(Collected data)
--- START ---
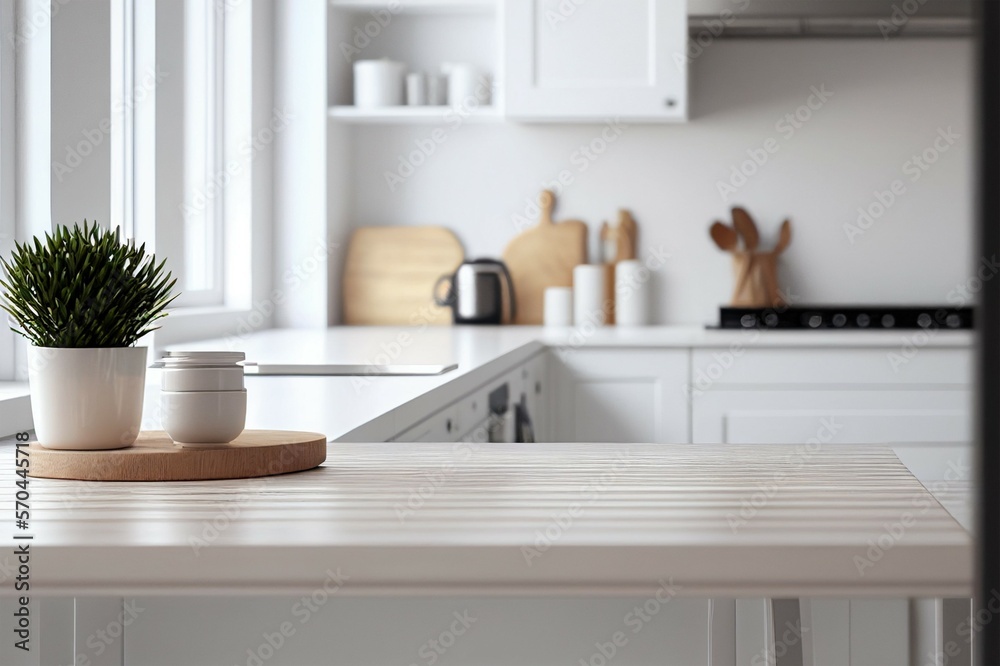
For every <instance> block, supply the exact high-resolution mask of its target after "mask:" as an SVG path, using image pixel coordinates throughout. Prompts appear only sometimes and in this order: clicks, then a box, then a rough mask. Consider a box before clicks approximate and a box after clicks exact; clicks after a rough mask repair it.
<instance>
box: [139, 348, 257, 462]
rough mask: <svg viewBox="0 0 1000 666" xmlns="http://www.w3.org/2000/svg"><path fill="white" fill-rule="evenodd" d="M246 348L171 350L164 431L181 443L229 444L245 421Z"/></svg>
mask: <svg viewBox="0 0 1000 666" xmlns="http://www.w3.org/2000/svg"><path fill="white" fill-rule="evenodd" d="M245 360H246V354H244V353H243V352H167V353H166V354H164V356H163V359H162V360H161V361H160V363H159V364H158V366H159V367H161V368H162V369H163V370H162V371H163V375H162V380H161V388H162V391H161V394H160V407H161V410H162V412H163V416H162V422H163V429H164V430H166V431H167V434H168V435H170V438H171V439H172V440H174V441H175V442H177V443H178V444H181V445H182V446H213V445H219V444H226V443H228V442H231V441H233V440H234V439H236V438H237V437H239V435H240V433H241V432H243V428H244V427H245V425H246V414H247V392H246V388H244V385H243V366H242V363H243V361H245Z"/></svg>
--- END ---
Reproduce verbatim the lines of the material from its beginning through the line containing "box: [139, 348, 257, 462]", including that line. Leave the pictures out.

For every <instance> block, supply the exact high-resolution mask of its target after "mask:" as an SVG path, using image pixel coordinates throughout. Prompts appear only sometimes and in this order: clicks, then a box, then a rough mask. Consider a box before clicks approximate and a box after clicks exact; clicks after a rough mask repair it.
<instance>
box: [139, 348, 257, 462]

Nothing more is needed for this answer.